§ **WHAT IS NEEDED**:
Copy out every line of the records below, word for word.

====== RECORD EXTRACTS ======

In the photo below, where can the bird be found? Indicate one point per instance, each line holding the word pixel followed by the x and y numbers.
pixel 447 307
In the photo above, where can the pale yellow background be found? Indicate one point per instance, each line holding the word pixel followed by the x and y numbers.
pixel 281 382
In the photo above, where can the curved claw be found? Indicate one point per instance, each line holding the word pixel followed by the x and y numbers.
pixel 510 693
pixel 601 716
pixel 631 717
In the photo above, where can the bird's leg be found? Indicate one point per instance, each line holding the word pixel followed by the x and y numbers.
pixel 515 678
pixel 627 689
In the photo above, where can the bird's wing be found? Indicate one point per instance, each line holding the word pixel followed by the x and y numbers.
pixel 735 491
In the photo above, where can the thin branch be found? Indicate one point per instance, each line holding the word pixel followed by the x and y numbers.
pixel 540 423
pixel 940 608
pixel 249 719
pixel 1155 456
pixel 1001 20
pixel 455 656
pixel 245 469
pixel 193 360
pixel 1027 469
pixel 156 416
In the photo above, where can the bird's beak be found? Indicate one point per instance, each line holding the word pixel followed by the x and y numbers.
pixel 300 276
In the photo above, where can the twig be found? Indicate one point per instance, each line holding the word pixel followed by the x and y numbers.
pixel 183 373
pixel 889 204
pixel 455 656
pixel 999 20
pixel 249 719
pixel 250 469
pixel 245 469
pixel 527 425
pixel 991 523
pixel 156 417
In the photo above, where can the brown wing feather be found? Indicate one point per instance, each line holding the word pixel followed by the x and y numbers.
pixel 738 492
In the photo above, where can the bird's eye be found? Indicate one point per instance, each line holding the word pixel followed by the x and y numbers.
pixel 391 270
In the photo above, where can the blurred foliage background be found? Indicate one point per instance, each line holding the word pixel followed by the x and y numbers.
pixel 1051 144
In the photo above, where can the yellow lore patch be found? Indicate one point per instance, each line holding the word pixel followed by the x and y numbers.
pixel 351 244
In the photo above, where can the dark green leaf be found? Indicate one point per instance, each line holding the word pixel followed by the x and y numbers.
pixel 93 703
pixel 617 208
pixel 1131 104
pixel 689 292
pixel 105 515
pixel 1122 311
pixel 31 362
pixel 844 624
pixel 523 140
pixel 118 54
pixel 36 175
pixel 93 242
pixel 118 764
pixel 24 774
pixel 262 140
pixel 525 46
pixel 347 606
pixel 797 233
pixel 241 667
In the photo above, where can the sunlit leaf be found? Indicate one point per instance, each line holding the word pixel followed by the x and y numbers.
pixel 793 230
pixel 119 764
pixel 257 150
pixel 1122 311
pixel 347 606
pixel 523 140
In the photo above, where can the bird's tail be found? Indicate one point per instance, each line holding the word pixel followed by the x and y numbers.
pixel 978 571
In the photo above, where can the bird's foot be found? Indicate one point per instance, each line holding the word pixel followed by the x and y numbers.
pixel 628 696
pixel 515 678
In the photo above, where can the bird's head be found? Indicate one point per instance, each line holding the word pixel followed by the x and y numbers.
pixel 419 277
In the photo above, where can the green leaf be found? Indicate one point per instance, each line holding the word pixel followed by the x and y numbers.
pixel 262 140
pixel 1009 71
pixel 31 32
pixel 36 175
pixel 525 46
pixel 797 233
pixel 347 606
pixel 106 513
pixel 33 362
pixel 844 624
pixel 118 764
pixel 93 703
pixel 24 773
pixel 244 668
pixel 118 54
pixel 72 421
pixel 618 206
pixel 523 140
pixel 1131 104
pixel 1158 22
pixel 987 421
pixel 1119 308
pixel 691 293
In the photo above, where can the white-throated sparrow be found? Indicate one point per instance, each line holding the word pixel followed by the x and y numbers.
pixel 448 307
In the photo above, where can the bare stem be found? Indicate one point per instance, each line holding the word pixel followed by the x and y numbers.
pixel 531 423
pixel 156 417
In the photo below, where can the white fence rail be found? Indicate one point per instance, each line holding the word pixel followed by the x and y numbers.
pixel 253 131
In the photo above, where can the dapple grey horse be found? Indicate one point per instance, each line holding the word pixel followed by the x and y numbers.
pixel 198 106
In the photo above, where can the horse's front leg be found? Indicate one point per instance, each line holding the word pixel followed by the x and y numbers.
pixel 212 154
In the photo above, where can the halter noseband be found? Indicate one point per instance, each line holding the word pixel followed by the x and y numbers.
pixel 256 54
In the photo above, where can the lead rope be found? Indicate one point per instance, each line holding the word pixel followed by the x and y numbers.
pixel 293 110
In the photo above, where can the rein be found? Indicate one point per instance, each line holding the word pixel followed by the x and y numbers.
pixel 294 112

======

§ **TASK RESPONSE**:
In the photo below, where can the bird be found? Indicate one point per instance, each line holding the word pixel followed by the x and y numbers.
pixel 447 307
In the photo above, where can the pale yellow background be found? Indicate one point per instance, each line holding the word pixel followed by the x and y numbers.
pixel 281 382
In the photo above, where can the curved claw be found? Indicate one point per instance, each line holding the word pixel followed by the x and y numbers.
pixel 510 693
pixel 601 716
pixel 631 717
In the photo above, where can the bird's leg be found? Indicate one point per instance, each line holding the word pixel followed by the x and y numbers.
pixel 515 678
pixel 627 689
In the photo above, where can the bird's wing be found? Indicate one point per instance, each line holding the word pixel followed by the x and y numbers.
pixel 735 491
In the photo above, where can the thin branch be found? Indicate one point per instance, each line holding the word pixel followed by the x and y numbers.
pixel 540 423
pixel 940 608
pixel 249 719
pixel 1155 456
pixel 1001 20
pixel 455 656
pixel 245 469
pixel 193 360
pixel 1027 469
pixel 156 416
In the photo above, where can the bird's beak be found? Indicate one point per instance, each line holding the word pixel followed by the x and y numbers.
pixel 300 276
In the photo above, where can the twig be found? Indicate one point per instance, each line holding the word pixel followed by the x and y numbers.
pixel 183 373
pixel 889 204
pixel 455 656
pixel 999 20
pixel 249 719
pixel 250 469
pixel 245 469
pixel 527 425
pixel 991 523
pixel 156 417
In the photo above, where can the brown wing feather be found? Indicate one point per instance, each line holding the word pixel followed by the x and y numbers.
pixel 738 492
In the photo above, where can the bird's eye be found? Indicate one point per instance, each line holding the word pixel followed by the x and y numbers.
pixel 391 270
In the photo above, where can the blurred foliage background be found? Indicate one point per instance, each line holding the word pixel followed by the x and y numbers.
pixel 1051 144
In the photo above, where can the yellow lore patch be found? Indicate one point per instance, each line holding the word pixel followed by the x and y numbers.
pixel 351 244
In the photo above, where can the dark green leaf be found? Indicate one point per instance, each line holding the word pixel followed by the x and y numbers.
pixel 93 703
pixel 617 208
pixel 1131 104
pixel 689 292
pixel 105 515
pixel 1122 311
pixel 31 362
pixel 844 624
pixel 523 140
pixel 118 54
pixel 36 175
pixel 93 242
pixel 118 764
pixel 24 774
pixel 262 140
pixel 525 46
pixel 347 606
pixel 797 233
pixel 241 667
In the photo above, where can the sunlit leaf be found? Indicate one point per instance, each line holding the word pixel followed by the x and y numbers.
pixel 793 230
pixel 119 764
pixel 257 150
pixel 1122 311
pixel 347 606
pixel 523 140
In the photo above, where can the bird's tail be found? Indicate one point per instance, each line holding the word pixel followed by the x and y numbers.
pixel 978 571
In the photo above, where can the bird's foot be found? Indicate one point per instance, each line holding the word pixel followed by the x and y numbers.
pixel 628 696
pixel 515 678
In the photo above, where can the bird's head be found? Indicate one point per instance, each line holding the word pixel followed by the x and y numbers.
pixel 419 277
In the photo above, where can the green leaf be found? Indicate one point per instance, each line holding the word pixel followed by the x and y numbers.
pixel 262 140
pixel 1009 71
pixel 31 32
pixel 36 175
pixel 525 46
pixel 797 233
pixel 347 606
pixel 106 513
pixel 33 362
pixel 844 624
pixel 118 764
pixel 93 703
pixel 24 773
pixel 244 668
pixel 118 54
pixel 72 421
pixel 618 206
pixel 523 140
pixel 1131 104
pixel 1158 22
pixel 987 421
pixel 1119 308
pixel 691 293
In the photo above, where can the white-throated sparrow be found? Indicate one point per instance, each line holding the word pixel followed by the x and y numbers.
pixel 448 307
In the photo above, where can the bare stem be found? Indicate one point per instance, each line holding the word pixel followed by the x and y numbers.
pixel 531 423
pixel 156 417
In the photo below, where can the white fence rail be found? Indicate one point per instance, each line holding the word pixel followed by the x and y numbers.
pixel 253 131
In the photo above, where can the dapple grey horse be found? Indicate one point per instance, each line holding the word pixel followed by the x and y numbers.
pixel 198 106
In the photo above, where can the horse's front leg be found? Indicate one point per instance, each line holding the word pixel followed by the x and y numbers.
pixel 212 154
In the photo above, where can the halter noseband be found? Indicate one point per instance, each line holding the word pixel followed by the x and y numbers.
pixel 256 54
In the photo above, where can the lead rope be found? Indicate one point per instance, each line holding the word pixel followed by the x and y numbers.
pixel 293 110
In the photo above, where can the rein be found? Indicate one point per instance, each line holding the word pixel followed by the x and y numbers.
pixel 294 112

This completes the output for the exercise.